[start]

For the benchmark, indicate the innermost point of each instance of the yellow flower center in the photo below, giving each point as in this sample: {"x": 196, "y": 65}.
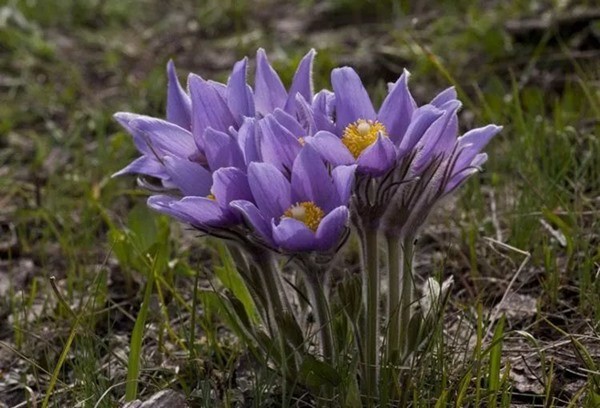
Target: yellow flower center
{"x": 361, "y": 134}
{"x": 307, "y": 212}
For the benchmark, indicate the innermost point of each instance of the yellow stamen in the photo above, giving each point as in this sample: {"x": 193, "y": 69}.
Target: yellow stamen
{"x": 361, "y": 134}
{"x": 307, "y": 212}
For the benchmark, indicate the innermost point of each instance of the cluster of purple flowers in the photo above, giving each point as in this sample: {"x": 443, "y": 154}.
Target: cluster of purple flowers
{"x": 283, "y": 167}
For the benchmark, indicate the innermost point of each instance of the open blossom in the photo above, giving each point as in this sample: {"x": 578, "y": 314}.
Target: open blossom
{"x": 307, "y": 213}
{"x": 210, "y": 135}
{"x": 361, "y": 135}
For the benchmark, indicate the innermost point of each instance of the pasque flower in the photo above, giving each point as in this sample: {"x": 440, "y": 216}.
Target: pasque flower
{"x": 203, "y": 147}
{"x": 308, "y": 213}
{"x": 360, "y": 134}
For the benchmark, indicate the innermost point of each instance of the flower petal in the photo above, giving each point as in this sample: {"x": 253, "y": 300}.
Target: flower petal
{"x": 302, "y": 82}
{"x": 331, "y": 227}
{"x": 397, "y": 109}
{"x": 230, "y": 184}
{"x": 422, "y": 119}
{"x": 191, "y": 178}
{"x": 269, "y": 91}
{"x": 255, "y": 218}
{"x": 331, "y": 148}
{"x": 209, "y": 109}
{"x": 162, "y": 204}
{"x": 179, "y": 105}
{"x": 435, "y": 140}
{"x": 222, "y": 150}
{"x": 352, "y": 99}
{"x": 248, "y": 142}
{"x": 239, "y": 96}
{"x": 377, "y": 158}
{"x": 145, "y": 165}
{"x": 270, "y": 189}
{"x": 278, "y": 145}
{"x": 343, "y": 180}
{"x": 443, "y": 97}
{"x": 473, "y": 142}
{"x": 311, "y": 180}
{"x": 293, "y": 235}
{"x": 163, "y": 137}
{"x": 202, "y": 211}
{"x": 289, "y": 122}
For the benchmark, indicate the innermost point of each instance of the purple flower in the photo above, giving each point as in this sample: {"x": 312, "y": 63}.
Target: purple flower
{"x": 207, "y": 206}
{"x": 443, "y": 162}
{"x": 307, "y": 214}
{"x": 361, "y": 135}
{"x": 270, "y": 94}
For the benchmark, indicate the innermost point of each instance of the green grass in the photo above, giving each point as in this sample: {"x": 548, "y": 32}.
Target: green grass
{"x": 136, "y": 319}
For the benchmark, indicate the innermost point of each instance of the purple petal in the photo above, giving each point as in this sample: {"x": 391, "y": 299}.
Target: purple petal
{"x": 239, "y": 96}
{"x": 422, "y": 119}
{"x": 289, "y": 122}
{"x": 461, "y": 175}
{"x": 352, "y": 100}
{"x": 191, "y": 178}
{"x": 302, "y": 82}
{"x": 278, "y": 145}
{"x": 145, "y": 165}
{"x": 443, "y": 97}
{"x": 331, "y": 148}
{"x": 473, "y": 142}
{"x": 324, "y": 103}
{"x": 431, "y": 143}
{"x": 343, "y": 180}
{"x": 269, "y": 90}
{"x": 163, "y": 137}
{"x": 306, "y": 116}
{"x": 163, "y": 204}
{"x": 140, "y": 141}
{"x": 222, "y": 150}
{"x": 377, "y": 158}
{"x": 293, "y": 235}
{"x": 179, "y": 105}
{"x": 230, "y": 184}
{"x": 208, "y": 109}
{"x": 311, "y": 180}
{"x": 331, "y": 227}
{"x": 255, "y": 218}
{"x": 397, "y": 109}
{"x": 202, "y": 211}
{"x": 248, "y": 141}
{"x": 270, "y": 189}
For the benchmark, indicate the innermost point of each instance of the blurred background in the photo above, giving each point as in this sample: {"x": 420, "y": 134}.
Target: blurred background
{"x": 66, "y": 66}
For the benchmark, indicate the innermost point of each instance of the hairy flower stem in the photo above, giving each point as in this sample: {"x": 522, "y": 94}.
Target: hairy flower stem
{"x": 322, "y": 315}
{"x": 393, "y": 313}
{"x": 406, "y": 298}
{"x": 371, "y": 301}
{"x": 278, "y": 305}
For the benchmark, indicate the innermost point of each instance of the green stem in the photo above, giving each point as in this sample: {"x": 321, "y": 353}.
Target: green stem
{"x": 393, "y": 314}
{"x": 322, "y": 315}
{"x": 278, "y": 305}
{"x": 371, "y": 300}
{"x": 406, "y": 298}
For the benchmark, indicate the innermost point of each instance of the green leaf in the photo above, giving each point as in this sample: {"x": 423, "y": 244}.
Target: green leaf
{"x": 315, "y": 373}
{"x": 232, "y": 280}
{"x": 495, "y": 361}
{"x": 135, "y": 345}
{"x": 291, "y": 330}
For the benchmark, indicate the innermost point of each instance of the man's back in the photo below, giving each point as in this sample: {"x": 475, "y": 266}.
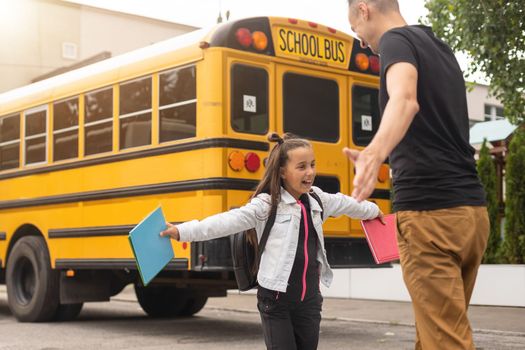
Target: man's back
{"x": 433, "y": 166}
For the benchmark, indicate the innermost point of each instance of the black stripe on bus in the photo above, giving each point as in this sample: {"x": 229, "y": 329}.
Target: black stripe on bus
{"x": 111, "y": 264}
{"x": 218, "y": 183}
{"x": 98, "y": 231}
{"x": 184, "y": 147}
{"x": 380, "y": 194}
{"x": 101, "y": 231}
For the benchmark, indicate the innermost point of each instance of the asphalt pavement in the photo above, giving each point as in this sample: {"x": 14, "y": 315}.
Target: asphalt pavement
{"x": 491, "y": 319}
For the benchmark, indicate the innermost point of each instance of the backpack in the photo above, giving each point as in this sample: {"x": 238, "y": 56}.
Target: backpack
{"x": 247, "y": 252}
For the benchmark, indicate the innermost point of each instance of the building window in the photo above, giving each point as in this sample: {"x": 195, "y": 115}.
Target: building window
{"x": 10, "y": 142}
{"x": 135, "y": 113}
{"x": 65, "y": 129}
{"x": 35, "y": 136}
{"x": 177, "y": 104}
{"x": 493, "y": 112}
{"x": 98, "y": 131}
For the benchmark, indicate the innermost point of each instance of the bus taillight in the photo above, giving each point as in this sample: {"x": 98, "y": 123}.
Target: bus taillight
{"x": 252, "y": 162}
{"x": 362, "y": 62}
{"x": 260, "y": 41}
{"x": 244, "y": 37}
{"x": 374, "y": 64}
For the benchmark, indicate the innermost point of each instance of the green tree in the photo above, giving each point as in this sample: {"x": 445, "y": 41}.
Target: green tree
{"x": 514, "y": 240}
{"x": 487, "y": 175}
{"x": 492, "y": 32}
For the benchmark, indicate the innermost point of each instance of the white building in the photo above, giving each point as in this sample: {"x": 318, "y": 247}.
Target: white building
{"x": 42, "y": 37}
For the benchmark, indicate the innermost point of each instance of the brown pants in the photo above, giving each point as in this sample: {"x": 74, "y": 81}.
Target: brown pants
{"x": 440, "y": 253}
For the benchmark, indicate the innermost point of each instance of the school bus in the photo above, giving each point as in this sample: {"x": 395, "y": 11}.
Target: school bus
{"x": 85, "y": 155}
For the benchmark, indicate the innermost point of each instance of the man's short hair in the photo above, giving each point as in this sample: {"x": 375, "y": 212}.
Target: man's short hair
{"x": 381, "y": 5}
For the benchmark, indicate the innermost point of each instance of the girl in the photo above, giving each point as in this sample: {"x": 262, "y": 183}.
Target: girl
{"x": 294, "y": 260}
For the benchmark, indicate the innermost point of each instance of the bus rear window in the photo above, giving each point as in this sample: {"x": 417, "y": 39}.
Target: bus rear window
{"x": 311, "y": 107}
{"x": 249, "y": 103}
{"x": 365, "y": 114}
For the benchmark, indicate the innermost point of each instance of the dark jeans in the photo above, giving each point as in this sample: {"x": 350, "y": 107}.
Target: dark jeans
{"x": 289, "y": 324}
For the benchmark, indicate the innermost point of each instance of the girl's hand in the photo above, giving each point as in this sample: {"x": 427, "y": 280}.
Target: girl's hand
{"x": 381, "y": 217}
{"x": 172, "y": 231}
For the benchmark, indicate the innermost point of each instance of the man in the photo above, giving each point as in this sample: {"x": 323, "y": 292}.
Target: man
{"x": 441, "y": 215}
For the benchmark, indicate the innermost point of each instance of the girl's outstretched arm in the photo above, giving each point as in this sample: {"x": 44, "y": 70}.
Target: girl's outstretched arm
{"x": 340, "y": 204}
{"x": 172, "y": 231}
{"x": 220, "y": 225}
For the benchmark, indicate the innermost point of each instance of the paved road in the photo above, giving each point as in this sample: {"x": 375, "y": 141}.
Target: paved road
{"x": 121, "y": 324}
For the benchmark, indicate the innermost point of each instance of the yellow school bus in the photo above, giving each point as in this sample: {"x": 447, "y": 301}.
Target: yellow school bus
{"x": 85, "y": 155}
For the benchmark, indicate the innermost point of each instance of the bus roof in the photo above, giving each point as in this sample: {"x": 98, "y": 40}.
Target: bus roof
{"x": 186, "y": 47}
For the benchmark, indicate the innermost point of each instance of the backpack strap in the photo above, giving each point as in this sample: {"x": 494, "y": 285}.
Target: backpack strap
{"x": 316, "y": 197}
{"x": 266, "y": 233}
{"x": 270, "y": 222}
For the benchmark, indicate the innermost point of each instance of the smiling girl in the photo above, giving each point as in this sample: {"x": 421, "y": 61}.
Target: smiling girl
{"x": 294, "y": 261}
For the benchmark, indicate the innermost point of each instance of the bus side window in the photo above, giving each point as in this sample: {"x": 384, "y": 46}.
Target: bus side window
{"x": 249, "y": 102}
{"x": 10, "y": 142}
{"x": 365, "y": 114}
{"x": 98, "y": 129}
{"x": 35, "y": 136}
{"x": 177, "y": 104}
{"x": 65, "y": 129}
{"x": 135, "y": 113}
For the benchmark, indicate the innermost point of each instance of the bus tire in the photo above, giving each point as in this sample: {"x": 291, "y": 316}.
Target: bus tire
{"x": 32, "y": 286}
{"x": 67, "y": 312}
{"x": 162, "y": 301}
{"x": 194, "y": 305}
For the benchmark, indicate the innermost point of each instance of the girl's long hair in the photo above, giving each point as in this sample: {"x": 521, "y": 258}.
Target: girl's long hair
{"x": 271, "y": 181}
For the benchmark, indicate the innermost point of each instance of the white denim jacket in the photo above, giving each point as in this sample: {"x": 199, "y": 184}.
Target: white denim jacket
{"x": 279, "y": 254}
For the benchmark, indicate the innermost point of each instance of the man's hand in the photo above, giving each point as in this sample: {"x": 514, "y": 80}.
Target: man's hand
{"x": 171, "y": 231}
{"x": 366, "y": 169}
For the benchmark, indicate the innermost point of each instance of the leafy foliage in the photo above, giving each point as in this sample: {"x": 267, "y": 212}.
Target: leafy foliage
{"x": 487, "y": 175}
{"x": 492, "y": 32}
{"x": 514, "y": 241}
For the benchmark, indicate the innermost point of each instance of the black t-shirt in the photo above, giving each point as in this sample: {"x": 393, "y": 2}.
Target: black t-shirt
{"x": 433, "y": 166}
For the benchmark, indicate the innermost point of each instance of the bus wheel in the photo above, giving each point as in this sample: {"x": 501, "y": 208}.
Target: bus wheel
{"x": 32, "y": 286}
{"x": 67, "y": 312}
{"x": 194, "y": 305}
{"x": 163, "y": 301}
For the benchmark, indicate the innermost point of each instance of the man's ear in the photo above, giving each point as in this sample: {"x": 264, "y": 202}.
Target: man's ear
{"x": 362, "y": 8}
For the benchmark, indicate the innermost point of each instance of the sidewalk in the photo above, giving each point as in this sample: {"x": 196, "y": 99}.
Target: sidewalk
{"x": 482, "y": 318}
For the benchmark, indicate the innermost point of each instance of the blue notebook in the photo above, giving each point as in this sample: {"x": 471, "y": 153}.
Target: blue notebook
{"x": 152, "y": 252}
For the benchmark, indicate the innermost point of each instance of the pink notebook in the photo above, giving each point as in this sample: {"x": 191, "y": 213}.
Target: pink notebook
{"x": 382, "y": 238}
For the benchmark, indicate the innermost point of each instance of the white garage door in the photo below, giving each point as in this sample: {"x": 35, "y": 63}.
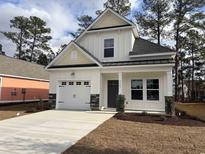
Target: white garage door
{"x": 74, "y": 95}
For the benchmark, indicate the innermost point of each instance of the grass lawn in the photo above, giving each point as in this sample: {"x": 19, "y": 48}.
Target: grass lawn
{"x": 131, "y": 133}
{"x": 193, "y": 109}
{"x": 11, "y": 111}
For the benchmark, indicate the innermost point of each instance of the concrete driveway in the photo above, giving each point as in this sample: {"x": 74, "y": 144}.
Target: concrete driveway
{"x": 49, "y": 131}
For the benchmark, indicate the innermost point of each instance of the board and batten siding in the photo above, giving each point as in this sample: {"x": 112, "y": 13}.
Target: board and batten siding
{"x": 123, "y": 43}
{"x": 93, "y": 76}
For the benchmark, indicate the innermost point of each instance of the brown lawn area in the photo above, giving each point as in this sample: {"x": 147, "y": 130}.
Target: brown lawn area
{"x": 193, "y": 109}
{"x": 131, "y": 133}
{"x": 11, "y": 111}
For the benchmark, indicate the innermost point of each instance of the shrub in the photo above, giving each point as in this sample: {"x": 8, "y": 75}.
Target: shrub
{"x": 120, "y": 104}
{"x": 169, "y": 105}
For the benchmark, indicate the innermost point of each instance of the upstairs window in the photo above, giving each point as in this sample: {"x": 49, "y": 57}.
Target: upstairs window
{"x": 108, "y": 48}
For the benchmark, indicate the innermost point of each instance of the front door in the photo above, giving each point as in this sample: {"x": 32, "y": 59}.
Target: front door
{"x": 112, "y": 93}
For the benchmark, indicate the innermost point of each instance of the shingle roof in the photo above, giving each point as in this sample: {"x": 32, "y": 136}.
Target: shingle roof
{"x": 16, "y": 67}
{"x": 142, "y": 47}
{"x": 139, "y": 62}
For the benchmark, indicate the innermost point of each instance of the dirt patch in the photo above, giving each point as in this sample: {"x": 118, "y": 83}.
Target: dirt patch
{"x": 11, "y": 111}
{"x": 163, "y": 120}
{"x": 142, "y": 134}
{"x": 193, "y": 109}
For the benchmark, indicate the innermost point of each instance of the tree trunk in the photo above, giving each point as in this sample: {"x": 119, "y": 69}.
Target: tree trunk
{"x": 33, "y": 45}
{"x": 192, "y": 76}
{"x": 158, "y": 24}
{"x": 176, "y": 65}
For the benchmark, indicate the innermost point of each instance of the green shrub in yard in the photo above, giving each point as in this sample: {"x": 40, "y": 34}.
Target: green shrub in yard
{"x": 169, "y": 105}
{"x": 120, "y": 105}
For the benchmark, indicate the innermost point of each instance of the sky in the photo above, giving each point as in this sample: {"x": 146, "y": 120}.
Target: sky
{"x": 60, "y": 15}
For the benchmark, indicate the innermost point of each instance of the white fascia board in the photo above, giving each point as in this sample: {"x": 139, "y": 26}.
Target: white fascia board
{"x": 110, "y": 67}
{"x": 138, "y": 66}
{"x": 65, "y": 49}
{"x": 73, "y": 68}
{"x": 155, "y": 54}
{"x": 59, "y": 55}
{"x": 110, "y": 29}
{"x": 100, "y": 16}
{"x": 22, "y": 77}
{"x": 85, "y": 53}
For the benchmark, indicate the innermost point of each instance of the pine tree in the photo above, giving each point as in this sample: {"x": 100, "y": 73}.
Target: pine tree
{"x": 183, "y": 14}
{"x": 120, "y": 6}
{"x": 195, "y": 45}
{"x": 19, "y": 34}
{"x": 154, "y": 18}
{"x": 38, "y": 38}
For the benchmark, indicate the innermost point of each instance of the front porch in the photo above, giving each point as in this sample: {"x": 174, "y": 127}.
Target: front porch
{"x": 143, "y": 90}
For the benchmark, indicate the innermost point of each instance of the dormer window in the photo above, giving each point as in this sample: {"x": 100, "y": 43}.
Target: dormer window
{"x": 108, "y": 48}
{"x": 73, "y": 56}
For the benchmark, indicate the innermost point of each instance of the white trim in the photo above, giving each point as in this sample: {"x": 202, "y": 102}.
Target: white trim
{"x": 99, "y": 17}
{"x": 154, "y": 54}
{"x": 22, "y": 77}
{"x": 131, "y": 66}
{"x": 65, "y": 49}
{"x": 1, "y": 81}
{"x": 19, "y": 101}
{"x": 110, "y": 29}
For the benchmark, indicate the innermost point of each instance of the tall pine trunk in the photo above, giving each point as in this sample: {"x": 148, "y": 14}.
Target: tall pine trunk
{"x": 192, "y": 75}
{"x": 182, "y": 80}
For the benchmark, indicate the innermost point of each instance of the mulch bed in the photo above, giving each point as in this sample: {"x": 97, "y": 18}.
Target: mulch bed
{"x": 132, "y": 133}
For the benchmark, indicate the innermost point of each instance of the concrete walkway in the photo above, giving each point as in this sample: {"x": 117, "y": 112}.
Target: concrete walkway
{"x": 47, "y": 132}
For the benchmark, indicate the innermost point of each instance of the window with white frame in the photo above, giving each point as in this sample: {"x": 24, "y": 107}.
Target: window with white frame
{"x": 152, "y": 89}
{"x": 73, "y": 55}
{"x": 108, "y": 48}
{"x": 137, "y": 89}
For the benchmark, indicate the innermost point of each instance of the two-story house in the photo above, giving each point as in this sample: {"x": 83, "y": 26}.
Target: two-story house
{"x": 107, "y": 59}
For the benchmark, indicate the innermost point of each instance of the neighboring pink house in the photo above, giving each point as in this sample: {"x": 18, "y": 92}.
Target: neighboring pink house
{"x": 22, "y": 81}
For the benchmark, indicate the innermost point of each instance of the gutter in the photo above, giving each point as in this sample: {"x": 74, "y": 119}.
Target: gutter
{"x": 22, "y": 77}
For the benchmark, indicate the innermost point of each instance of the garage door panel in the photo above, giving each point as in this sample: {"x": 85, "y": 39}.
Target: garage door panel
{"x": 74, "y": 96}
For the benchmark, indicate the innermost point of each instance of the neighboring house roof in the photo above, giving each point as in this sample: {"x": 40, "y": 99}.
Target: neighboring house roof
{"x": 139, "y": 62}
{"x": 143, "y": 47}
{"x": 129, "y": 23}
{"x": 96, "y": 62}
{"x": 20, "y": 68}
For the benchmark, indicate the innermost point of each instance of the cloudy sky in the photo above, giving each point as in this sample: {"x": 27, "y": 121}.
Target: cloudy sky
{"x": 60, "y": 16}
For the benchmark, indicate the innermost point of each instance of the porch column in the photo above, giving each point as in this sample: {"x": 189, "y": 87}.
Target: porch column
{"x": 169, "y": 83}
{"x": 120, "y": 83}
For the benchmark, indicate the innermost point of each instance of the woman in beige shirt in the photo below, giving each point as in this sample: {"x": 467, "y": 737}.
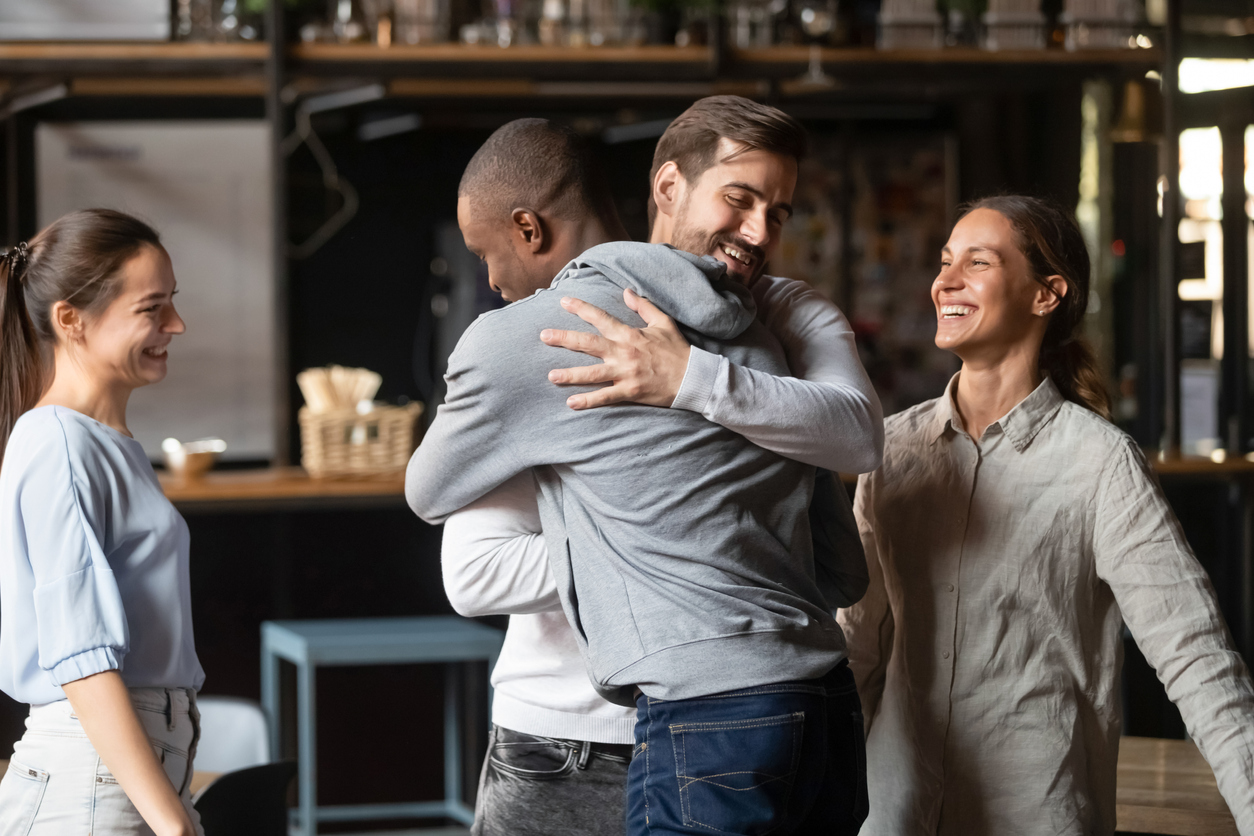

[end]

▶ [Written request]: Recast the material from the line containing "of the porch" through the end of the material, inclusive, as a JSON array of strings with one string per line. Omit blank lines and leave out the pictures.

▶ [Written solution]:
[
  "For the benchmark, indicate the innermost point of each instance of the porch column in the photo above, giving each point as in this sample: {\"x\": 189, \"y\": 87}.",
  "Target: porch column",
  "{\"x\": 169, \"y\": 83}",
  "{\"x\": 120, \"y\": 83}",
  "For the benchmark, indicate the innermost point of each instance of the woman in beige shirt in the photo below, giving each point as in this sample: {\"x\": 467, \"y\": 737}."
]